WHAT YOU NEED TO DO:
1 – Count the lines in the listing below that contain the string "black". Reply with the number only.
2 – Continue the aquarium forum thread below from the point where it stops.

EXTRACT:
========================================================================

Thank you. The 60P2 tank is where I will create the tree on the hill look with probably some HC, UG, dwark ricia or glosso as the ground cover. I haven't decided if I want subwassertang, fissidens fontanus, christmas moss or A. petite to form the leaves yet. Soon.


----------



## oldbonehead (Jul 18, 2011)

speedie408 said:


> NICE WOOD bro!


Thanks. This new arrangement gives it a bit more of the bristlecone look and I like it a lot. Just need to finalize a few things before I begin with the actual planting. I am considering picking up an Eheim 2234 and an Archaea 24" light.


----------



## madness (Jul 31, 2011)

oldbonehead said:


> Thanks. This new arrangement gives it a bit more of the bristlecone look and I like it a lot. Just need to finalize a few things before I begin with the actual planting. I am considering picking up an Eheim 2234 and an Archaea 24" light.


Hey would you mind if I used one of the pics of the tree on a hill driftwood when trying to describe what I am eventually looking for when trying to purchase a piece in the future? A lot easier to show a pic of the style than to explain it.


----------



## oldbonehead (Jul 18, 2011)

Sure, madness. Thanks for asking first.


----------



## oldbonehead (Jul 18, 2011)

*Updates for 9/15*

I added a tree looking manzie to 60P2 and moved the original driftwod more to the left and shifted the ohko stone to form a barrier between the two. I also trimmed about 1/2" of the original driftwood on the bottom to lower its height slightly.

========================================================================

EXERCISE MATERIAL:

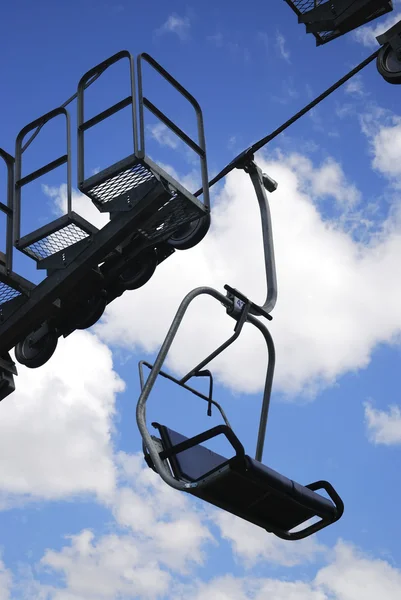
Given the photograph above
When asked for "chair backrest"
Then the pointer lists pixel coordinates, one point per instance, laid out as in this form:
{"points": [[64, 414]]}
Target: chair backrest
{"points": [[194, 463]]}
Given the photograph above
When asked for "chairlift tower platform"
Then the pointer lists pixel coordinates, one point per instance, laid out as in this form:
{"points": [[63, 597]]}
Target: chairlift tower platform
{"points": [[151, 215]]}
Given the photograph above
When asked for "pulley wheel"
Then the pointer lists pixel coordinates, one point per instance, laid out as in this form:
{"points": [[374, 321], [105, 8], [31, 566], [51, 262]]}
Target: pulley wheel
{"points": [[389, 64], [190, 234]]}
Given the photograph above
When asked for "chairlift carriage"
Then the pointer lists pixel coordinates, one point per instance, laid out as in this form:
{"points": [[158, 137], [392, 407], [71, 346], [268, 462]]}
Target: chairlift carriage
{"points": [[330, 19], [240, 485], [151, 216]]}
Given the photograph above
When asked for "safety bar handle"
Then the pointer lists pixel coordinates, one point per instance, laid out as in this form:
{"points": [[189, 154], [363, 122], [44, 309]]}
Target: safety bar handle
{"points": [[20, 181], [200, 147], [197, 393], [262, 182], [101, 68], [203, 437], [324, 521], [87, 79]]}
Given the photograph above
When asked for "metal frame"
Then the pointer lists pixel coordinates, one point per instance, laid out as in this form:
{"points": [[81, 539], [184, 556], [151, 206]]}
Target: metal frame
{"points": [[302, 8], [7, 258], [83, 229], [200, 147], [83, 125], [244, 317], [20, 181], [19, 284]]}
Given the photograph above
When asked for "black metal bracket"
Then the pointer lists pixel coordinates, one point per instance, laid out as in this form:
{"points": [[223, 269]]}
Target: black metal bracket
{"points": [[63, 258], [239, 301]]}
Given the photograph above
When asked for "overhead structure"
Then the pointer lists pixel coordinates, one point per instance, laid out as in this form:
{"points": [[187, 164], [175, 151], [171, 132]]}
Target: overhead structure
{"points": [[389, 57], [239, 484], [150, 216], [330, 19]]}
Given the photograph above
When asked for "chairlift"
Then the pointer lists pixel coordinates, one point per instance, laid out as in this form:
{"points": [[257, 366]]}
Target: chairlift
{"points": [[330, 19], [240, 485]]}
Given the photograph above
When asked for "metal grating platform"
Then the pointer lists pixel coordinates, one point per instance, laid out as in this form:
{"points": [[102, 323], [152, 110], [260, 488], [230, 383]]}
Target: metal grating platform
{"points": [[7, 293], [171, 216], [55, 242], [120, 184]]}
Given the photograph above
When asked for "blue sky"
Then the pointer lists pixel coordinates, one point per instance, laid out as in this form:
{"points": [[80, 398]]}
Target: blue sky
{"points": [[81, 517]]}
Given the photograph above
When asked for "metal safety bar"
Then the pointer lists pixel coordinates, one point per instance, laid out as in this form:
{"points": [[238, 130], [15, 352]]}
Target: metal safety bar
{"points": [[83, 125], [143, 101], [209, 398], [156, 369], [7, 209], [21, 181]]}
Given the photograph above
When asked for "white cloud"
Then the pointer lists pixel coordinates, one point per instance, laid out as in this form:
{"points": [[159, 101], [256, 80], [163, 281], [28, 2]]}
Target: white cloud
{"points": [[6, 581], [326, 180], [103, 569], [177, 25], [352, 575], [328, 317], [349, 576], [384, 427], [387, 150], [163, 135], [55, 430], [174, 531], [367, 35], [281, 45], [252, 545]]}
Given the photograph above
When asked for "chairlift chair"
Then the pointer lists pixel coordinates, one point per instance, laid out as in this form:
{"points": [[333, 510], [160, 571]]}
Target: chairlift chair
{"points": [[240, 485], [330, 19]]}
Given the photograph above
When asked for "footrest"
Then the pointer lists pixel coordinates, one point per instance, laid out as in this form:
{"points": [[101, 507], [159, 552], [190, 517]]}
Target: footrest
{"points": [[55, 237], [250, 490], [14, 291]]}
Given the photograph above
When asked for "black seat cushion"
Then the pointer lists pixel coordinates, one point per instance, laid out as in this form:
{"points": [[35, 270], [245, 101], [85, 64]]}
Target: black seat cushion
{"points": [[246, 487]]}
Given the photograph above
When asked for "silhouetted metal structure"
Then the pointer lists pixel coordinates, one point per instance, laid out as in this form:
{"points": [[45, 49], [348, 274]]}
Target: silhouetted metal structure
{"points": [[151, 215], [330, 19]]}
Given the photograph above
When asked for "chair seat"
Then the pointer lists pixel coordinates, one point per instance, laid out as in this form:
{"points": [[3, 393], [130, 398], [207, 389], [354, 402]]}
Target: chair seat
{"points": [[248, 489]]}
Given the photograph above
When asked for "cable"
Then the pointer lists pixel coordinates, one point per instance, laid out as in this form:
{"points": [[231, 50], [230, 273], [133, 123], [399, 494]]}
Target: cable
{"points": [[247, 154]]}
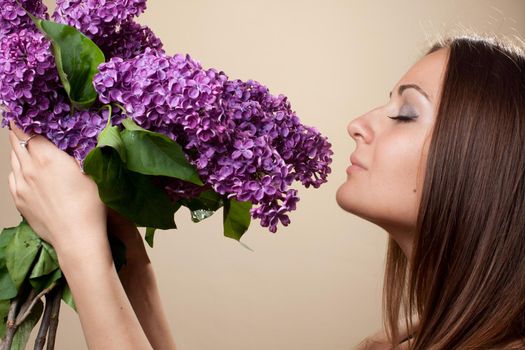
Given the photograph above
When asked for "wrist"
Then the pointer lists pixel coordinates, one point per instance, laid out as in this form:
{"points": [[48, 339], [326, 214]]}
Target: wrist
{"points": [[78, 254]]}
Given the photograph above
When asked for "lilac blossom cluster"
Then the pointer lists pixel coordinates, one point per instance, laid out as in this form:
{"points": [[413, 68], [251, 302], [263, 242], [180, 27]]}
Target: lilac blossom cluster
{"points": [[109, 23], [245, 142], [97, 17], [13, 18], [31, 95]]}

========================================================================

EXERCISE ANSWERS:
1 – 4

2 –
I can't decide between Glosso or HC for this tank although I am leaning towards Glosso at the moment. I will then spot plant some Blyxa japonica and S. repens to vary the ground cover. To form the leaves, I will probably use Fissidens Fontanus on the driftwood and Subwassertang on the manzie with moss on its trunk.

Still looking for a few plants but did some orders just this week. Once I finalize the layout, I will then fill in the top inch with AS II Powder and push back the AS Normal in the front of the tank to fill that in with the Powder also.

Stay tune. Planting will start real soon.


----------



## oldbonehead (Jul 18, 2011)

Can anybody recommend a LED lighting solution for the 60P's? I am considering going with the Archaea 24" T5 HO but the reality of having to replace the bulbs every year is not getting me too thrilled. And if I buy a second Achaea lighting unit for my second 60P then now I will be replacing four bulbs annually. Sucks. I would prefer a LED solution but I don't want to pay a lot of money for it.

So here are my conditions for considering the LED lighting:
-it must be elegant since the placement of the tank might get located in a prominent location for guests to see
-I like for it to cost around the same price as the Archaea T5 HO (~$149)
-You have own the same device and are happy with it
-it must provide the equivalent ~2 WPG

Hopefully this is not too demanding of conditions and a viable solution is available? I'm not much into DIY so that is out of the question. Thanks for any help or suggestions.


----------



## 2in10 (Feb 8, 2011)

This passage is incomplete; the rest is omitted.